WHAT IS NEEDED:
Extract, word for word, each line from the line holding "of the track" through the end of the records. Omit every picture.

TASK INPUTS:

* * * * * * * * *

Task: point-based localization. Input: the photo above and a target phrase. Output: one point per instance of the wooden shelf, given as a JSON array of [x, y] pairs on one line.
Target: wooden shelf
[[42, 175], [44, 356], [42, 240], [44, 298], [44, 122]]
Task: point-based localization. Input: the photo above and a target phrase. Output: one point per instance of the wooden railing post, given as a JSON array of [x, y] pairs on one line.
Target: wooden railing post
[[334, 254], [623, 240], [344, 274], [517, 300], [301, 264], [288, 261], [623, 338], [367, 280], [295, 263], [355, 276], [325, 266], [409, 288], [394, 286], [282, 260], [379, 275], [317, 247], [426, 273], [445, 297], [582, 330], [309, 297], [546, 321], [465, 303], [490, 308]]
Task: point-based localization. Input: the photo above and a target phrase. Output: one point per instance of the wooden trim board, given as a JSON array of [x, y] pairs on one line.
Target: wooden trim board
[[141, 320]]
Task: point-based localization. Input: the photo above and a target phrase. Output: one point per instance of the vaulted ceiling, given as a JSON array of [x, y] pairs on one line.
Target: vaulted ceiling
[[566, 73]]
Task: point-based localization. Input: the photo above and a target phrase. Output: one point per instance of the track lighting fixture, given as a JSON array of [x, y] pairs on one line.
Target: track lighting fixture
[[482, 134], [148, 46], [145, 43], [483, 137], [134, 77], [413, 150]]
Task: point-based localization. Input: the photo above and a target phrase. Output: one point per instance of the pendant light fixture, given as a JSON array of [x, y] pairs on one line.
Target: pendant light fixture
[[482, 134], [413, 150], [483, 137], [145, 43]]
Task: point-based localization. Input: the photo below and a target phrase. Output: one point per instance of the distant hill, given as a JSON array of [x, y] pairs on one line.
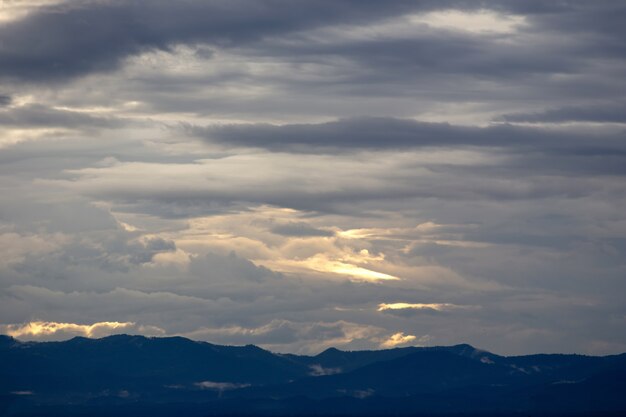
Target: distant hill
[[135, 375]]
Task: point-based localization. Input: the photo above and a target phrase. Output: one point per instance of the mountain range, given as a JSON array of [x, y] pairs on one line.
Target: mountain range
[[135, 375]]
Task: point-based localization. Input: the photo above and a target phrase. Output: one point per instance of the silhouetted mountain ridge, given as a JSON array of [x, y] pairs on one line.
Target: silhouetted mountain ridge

* * * * * * * * *

PROBLEM SOLUTION:
Task: point-based localization. Input: the photo above and a target phrase. Output: one point per instance of the track lighting fixture, given as a JSON array of [x, y] pairs on one line.
Target: track lighting fixture
[[482, 134], [148, 46], [145, 43], [483, 137], [134, 77], [413, 150]]
Task: point-based localization. Input: the photo above and a target phrase. Output: one point per instance of the pendant light fixture, given as a JSON array of [x, y] pairs on one line.
Target: pendant light fixture
[[482, 134], [413, 150], [483, 137], [145, 43]]
Task: point-based localization. Input: the photo below and a target phrase. Output: one point per instance of the distant hill, given as a JSON array of [x, y] pairs on one line.
Target: distant hill
[[135, 375]]
Task: point-based localization. Input: the photo above and a target phrase. Output: one point per instance of the mountain range, given as a JSON array of [x, y] pairs on one line.
Target: mountain range
[[135, 375]]
Task: point-based localization. Input: the photo above and a target phrase. Output: one point per instance of the silhouetted mountain ridge, given as a JSON array of [x, y] pairs on one line.
Target: silhouetted mountain ridge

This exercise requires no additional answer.